- Data listing:

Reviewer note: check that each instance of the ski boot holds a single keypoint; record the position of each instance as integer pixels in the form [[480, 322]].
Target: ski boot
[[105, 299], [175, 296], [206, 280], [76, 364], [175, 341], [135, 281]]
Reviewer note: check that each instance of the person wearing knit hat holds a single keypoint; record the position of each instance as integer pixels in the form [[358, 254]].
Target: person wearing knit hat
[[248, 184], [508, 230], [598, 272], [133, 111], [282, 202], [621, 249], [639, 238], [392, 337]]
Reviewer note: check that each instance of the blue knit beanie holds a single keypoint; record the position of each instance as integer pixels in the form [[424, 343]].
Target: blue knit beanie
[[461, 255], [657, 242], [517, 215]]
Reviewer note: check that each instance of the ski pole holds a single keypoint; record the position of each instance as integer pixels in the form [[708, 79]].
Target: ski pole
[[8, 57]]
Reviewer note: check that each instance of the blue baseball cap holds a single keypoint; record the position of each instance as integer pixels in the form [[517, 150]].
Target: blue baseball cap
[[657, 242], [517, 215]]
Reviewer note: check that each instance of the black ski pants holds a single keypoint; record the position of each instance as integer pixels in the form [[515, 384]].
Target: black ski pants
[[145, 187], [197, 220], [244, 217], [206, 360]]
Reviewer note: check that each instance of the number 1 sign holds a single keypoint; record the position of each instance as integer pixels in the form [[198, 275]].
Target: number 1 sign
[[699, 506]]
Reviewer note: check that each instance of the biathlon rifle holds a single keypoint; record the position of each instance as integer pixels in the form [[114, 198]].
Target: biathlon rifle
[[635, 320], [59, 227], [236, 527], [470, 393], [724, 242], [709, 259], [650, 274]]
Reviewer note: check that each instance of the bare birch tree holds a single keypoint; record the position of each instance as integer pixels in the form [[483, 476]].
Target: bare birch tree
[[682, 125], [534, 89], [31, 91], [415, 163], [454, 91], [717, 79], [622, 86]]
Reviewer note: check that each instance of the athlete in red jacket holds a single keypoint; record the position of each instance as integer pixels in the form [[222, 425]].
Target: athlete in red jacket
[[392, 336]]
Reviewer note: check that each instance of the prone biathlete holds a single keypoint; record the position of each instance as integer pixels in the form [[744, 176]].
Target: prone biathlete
---
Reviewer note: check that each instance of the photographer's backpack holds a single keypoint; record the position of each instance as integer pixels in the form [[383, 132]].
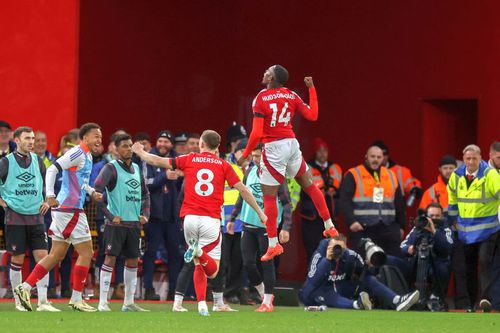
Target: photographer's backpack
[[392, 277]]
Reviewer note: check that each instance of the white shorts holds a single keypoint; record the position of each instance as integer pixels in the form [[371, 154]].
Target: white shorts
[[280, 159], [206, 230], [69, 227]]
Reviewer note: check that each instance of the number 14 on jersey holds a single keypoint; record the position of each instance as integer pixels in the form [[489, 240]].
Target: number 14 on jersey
...
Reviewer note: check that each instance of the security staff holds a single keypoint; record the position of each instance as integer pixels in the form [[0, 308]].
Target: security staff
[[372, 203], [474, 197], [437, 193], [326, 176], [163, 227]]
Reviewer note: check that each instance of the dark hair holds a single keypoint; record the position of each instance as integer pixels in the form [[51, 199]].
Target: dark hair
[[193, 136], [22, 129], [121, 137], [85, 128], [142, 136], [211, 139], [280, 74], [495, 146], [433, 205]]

- What you have to do: Give the data from the line that contains "Reviewer note: check that each instance of the biathlon" through the line that contains "Target: prone biathlete" as a JSON list of strings, one string per line, with blank lines left out.

- Output for this exercise:
[
  "Reviewer note: check that each instance of the biathlon rifle holds a single keypoint; record the position of each instance as integer pixels in the form [[114, 198]].",
  "Target: biathlon rifle",
  "[[635, 320], [59, 227], [236, 527], [470, 393], [724, 242], [709, 259], [650, 274]]",
  "Reviewer note: check that each instance of the bare birch tree holds a single keypoint; record the position of each instance as integer pixels in the form [[483, 476]].",
  "Target: bare birch tree",
  "[[682, 125], [534, 89], [31, 91], [415, 163], [454, 91], [717, 79], [622, 86]]",
  "Reviewer note: check that each instance of the athlete in red jacket holds a single keypoint; record the position of each instance as integer pixels in the form [[222, 425]].",
  "Target: athlete in red jacket",
  "[[392, 336]]",
  "Reviewer note: check that each instance of the prone biathlete holds a single keypoint; record the position of each instance as integer pixels in the form [[744, 176]].",
  "Target: prone biathlete"
]